- _EXERCISE AIM_: Count the lines of the listing below that contain the string "positive". Case counts, and the reply should be the number alone.

[Stored records]
*** Begin section ***

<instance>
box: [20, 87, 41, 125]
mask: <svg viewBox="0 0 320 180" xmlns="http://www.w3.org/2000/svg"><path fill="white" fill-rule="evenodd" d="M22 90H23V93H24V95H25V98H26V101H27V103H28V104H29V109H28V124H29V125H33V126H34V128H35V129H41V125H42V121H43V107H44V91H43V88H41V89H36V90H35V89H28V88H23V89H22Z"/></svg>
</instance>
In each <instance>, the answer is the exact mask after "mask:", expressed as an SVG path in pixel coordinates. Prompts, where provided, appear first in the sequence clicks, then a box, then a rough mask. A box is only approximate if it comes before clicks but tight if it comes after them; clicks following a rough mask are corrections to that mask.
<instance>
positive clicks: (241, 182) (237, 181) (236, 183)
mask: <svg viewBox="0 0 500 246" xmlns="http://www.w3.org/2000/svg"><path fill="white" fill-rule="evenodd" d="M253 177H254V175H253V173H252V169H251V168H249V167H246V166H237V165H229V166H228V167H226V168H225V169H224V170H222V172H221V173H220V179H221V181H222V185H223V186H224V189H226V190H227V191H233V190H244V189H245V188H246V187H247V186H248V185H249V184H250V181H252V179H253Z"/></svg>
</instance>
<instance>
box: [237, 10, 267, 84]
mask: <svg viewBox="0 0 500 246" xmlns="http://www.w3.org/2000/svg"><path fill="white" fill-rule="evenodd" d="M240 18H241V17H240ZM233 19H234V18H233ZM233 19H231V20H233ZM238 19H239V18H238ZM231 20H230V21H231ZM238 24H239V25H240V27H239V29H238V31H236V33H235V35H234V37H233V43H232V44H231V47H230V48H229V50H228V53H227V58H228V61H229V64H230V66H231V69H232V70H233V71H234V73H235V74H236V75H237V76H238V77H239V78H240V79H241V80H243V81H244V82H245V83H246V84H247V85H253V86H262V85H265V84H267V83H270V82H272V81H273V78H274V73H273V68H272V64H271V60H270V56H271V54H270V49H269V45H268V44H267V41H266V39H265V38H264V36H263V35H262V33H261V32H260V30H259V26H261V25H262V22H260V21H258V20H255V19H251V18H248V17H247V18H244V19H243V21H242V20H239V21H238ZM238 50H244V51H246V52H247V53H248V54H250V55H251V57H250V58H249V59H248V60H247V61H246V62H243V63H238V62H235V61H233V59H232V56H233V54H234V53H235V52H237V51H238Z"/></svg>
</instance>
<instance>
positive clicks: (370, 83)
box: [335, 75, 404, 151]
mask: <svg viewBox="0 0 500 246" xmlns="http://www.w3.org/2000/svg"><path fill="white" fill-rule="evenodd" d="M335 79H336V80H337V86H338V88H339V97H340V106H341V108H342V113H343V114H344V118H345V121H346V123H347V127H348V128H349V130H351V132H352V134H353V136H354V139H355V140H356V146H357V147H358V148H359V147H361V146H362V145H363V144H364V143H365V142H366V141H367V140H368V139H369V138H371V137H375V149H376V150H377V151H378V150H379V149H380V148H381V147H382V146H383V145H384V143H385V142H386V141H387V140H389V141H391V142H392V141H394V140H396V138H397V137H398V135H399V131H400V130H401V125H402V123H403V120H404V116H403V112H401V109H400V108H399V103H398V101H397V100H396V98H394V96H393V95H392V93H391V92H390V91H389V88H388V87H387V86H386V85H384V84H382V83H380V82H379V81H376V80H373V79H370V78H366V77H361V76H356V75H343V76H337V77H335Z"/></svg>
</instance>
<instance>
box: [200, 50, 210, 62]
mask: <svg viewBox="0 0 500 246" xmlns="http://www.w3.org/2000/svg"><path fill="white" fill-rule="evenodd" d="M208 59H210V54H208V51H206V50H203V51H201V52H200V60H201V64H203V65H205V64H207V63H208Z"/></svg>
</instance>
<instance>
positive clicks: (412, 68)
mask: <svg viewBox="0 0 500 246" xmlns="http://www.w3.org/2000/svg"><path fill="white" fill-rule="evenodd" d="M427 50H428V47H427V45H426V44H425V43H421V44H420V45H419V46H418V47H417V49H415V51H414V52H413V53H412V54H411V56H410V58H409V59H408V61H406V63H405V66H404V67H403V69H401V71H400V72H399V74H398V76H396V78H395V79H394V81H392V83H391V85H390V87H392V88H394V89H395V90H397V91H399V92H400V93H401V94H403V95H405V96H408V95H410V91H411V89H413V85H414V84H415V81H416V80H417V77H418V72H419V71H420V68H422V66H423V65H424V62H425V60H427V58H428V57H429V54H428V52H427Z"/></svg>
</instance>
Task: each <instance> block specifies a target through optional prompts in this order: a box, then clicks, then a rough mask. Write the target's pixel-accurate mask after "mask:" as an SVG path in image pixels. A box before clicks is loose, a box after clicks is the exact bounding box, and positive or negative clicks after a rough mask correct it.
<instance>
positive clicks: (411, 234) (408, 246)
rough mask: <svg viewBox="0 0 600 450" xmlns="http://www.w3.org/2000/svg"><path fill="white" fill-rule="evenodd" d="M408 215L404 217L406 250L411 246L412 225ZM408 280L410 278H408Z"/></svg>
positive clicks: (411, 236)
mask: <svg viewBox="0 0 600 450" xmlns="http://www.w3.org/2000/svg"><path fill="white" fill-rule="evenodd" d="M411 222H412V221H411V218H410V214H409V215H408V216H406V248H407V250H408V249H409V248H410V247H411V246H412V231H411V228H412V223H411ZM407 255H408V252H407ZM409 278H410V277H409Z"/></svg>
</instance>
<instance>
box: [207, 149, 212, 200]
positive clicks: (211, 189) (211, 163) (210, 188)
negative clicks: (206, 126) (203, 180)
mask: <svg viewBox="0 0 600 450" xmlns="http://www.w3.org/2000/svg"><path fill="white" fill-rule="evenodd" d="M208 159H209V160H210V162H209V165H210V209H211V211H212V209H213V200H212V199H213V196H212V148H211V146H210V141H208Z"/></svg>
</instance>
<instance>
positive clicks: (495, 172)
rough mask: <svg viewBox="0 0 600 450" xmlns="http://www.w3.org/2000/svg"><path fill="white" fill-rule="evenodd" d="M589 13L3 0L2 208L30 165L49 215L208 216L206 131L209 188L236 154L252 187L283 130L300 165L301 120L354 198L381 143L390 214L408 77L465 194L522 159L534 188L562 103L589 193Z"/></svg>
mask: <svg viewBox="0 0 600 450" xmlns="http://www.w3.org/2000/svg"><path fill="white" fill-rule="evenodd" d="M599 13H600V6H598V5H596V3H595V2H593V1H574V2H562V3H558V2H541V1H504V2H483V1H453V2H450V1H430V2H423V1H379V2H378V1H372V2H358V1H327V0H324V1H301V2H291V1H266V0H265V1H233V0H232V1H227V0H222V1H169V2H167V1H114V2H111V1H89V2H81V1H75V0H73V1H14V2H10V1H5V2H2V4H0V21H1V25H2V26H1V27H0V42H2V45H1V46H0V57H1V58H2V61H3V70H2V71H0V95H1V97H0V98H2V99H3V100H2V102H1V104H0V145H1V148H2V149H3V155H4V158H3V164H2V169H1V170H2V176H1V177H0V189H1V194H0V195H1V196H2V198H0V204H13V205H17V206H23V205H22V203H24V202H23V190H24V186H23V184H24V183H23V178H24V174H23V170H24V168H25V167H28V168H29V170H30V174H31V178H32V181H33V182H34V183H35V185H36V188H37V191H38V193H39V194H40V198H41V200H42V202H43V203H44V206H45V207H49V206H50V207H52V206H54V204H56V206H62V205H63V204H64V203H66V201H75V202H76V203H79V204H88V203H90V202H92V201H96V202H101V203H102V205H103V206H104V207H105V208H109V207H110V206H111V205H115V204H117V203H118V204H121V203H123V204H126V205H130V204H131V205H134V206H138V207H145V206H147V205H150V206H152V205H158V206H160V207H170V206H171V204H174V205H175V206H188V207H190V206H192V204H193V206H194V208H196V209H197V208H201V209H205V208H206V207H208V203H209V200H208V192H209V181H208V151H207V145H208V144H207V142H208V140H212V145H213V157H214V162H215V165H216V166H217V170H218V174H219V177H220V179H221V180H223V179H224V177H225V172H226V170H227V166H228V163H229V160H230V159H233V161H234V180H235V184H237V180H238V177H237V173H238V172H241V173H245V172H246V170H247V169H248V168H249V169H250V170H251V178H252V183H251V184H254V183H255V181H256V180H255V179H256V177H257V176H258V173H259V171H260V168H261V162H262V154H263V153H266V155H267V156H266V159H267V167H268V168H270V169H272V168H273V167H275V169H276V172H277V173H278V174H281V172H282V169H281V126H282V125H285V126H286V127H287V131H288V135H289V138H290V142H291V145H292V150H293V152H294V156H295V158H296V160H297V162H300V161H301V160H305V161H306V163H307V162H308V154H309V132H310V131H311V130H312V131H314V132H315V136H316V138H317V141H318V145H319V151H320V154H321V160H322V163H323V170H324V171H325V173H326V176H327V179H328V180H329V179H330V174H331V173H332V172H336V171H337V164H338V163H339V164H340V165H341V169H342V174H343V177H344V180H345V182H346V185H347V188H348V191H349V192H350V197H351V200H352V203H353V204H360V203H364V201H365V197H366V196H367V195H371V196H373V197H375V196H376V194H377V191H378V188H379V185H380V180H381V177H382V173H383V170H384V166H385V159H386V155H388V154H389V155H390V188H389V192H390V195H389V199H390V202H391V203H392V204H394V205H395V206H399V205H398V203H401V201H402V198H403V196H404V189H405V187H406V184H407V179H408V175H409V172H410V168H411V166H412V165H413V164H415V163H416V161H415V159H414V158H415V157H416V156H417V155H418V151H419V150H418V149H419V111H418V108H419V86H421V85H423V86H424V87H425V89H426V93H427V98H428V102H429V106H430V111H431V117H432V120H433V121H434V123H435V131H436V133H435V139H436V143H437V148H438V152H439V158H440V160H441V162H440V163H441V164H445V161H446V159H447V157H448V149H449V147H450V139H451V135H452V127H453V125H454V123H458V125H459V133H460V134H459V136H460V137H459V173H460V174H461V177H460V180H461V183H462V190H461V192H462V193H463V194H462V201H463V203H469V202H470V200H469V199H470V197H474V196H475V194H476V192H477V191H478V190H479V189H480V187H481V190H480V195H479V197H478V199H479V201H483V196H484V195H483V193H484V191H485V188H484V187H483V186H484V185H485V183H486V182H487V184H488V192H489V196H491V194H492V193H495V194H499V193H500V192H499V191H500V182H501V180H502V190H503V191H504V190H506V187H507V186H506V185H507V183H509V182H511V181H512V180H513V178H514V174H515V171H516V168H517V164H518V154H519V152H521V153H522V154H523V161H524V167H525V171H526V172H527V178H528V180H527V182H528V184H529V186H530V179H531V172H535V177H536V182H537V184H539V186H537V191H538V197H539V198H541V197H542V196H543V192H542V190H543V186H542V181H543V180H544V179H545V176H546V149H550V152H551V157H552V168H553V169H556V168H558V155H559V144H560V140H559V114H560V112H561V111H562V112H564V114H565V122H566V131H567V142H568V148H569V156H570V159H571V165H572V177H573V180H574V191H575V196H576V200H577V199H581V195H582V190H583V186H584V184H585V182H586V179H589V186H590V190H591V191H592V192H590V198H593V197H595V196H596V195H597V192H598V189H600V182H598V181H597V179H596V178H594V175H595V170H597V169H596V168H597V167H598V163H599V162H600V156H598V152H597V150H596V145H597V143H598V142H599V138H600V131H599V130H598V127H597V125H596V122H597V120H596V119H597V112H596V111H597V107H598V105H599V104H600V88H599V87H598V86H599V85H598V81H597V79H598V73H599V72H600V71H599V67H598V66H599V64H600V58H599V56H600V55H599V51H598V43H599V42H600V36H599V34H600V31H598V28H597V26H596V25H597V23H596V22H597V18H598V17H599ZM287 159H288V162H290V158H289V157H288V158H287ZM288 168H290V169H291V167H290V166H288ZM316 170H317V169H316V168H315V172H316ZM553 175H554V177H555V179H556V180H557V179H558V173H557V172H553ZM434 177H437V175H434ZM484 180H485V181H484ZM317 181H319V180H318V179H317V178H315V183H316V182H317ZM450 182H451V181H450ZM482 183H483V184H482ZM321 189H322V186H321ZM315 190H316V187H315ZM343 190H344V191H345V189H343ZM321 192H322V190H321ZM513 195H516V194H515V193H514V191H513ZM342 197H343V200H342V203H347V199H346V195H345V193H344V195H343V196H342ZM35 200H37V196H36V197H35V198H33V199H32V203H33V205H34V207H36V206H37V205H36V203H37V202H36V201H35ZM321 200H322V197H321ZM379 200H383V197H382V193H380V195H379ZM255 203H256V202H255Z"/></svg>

*** End section ***

- _COMPLETED EXERCISE_: 8